# Plants



## r0d1mus (Jul 5, 2004)

I was just wondering which plants are the easiest to care for?


----------



## Gumby (Aug 13, 2004)

http://www.piranha-fury.com/pfury/index.php?act=Search&f=87


----------



## rbp 4 135 (Mar 2, 2004)

swords, java ferns just to name a few


----------



## r0d1mus (Jul 5, 2004)

Gumby said:


> http://www.piranha-fury.com/pfury/index.php?act=Search&f=87
> [snapback]901809[/snapback]​


Searching for easy plants takes too much time


----------



## goodnews (Oct 5, 2004)

anacherous and amazon swords are easy as are jungle val


----------



## elTwitcho (Jun 22, 2004)

> **What you need to do**:
• 1. In the thread about easy plants, which plants does rbp 4 135 name?
• 2. Could you resume the forum thread about easy plants from its final line?

Named object pointing entries
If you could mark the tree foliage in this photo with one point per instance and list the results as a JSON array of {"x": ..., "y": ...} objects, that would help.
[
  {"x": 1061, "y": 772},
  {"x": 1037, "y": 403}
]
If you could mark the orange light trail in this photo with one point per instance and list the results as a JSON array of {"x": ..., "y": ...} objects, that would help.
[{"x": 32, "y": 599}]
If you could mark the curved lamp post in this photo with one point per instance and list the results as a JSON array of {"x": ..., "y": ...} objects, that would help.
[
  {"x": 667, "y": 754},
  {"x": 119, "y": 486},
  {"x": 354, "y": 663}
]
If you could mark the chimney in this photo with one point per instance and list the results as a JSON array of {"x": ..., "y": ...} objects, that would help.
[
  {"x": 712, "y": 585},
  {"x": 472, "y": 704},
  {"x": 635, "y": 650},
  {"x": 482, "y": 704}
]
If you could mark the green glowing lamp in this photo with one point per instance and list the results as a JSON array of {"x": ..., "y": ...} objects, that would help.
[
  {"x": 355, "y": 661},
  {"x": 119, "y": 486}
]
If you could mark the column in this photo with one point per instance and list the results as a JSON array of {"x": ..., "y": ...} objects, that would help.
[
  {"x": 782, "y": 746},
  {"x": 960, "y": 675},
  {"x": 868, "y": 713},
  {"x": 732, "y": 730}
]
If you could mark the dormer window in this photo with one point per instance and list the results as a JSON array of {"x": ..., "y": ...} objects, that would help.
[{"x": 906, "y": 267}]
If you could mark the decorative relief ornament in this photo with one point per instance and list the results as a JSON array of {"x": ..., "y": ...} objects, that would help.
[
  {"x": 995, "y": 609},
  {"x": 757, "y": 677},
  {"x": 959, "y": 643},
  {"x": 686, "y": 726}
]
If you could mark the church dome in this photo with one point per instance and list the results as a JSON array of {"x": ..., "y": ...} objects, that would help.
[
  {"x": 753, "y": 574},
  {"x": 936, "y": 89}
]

> **Set of answers**:
• 1. Swords and java ferns.

• 2.
Vals I don't find as being an easy plant at all. You can grow it in low light, and mind you I've never managed to kill one, but the slightest damage or die off at the tip of a leaf means the whole leaf dies eventually. It's very difficult to keep them looking healthy in my experience because the slightest damage causes problems for the entire leaf.


----------



## Husky_Jim (May 26, 2003)

You can try Hygrophila's,Anubias,Java Fern/Moss,Egeria desna and Ceratophyllum Demersum.Thety all are easy plants and most of them are vicious nitrate eaters!!!!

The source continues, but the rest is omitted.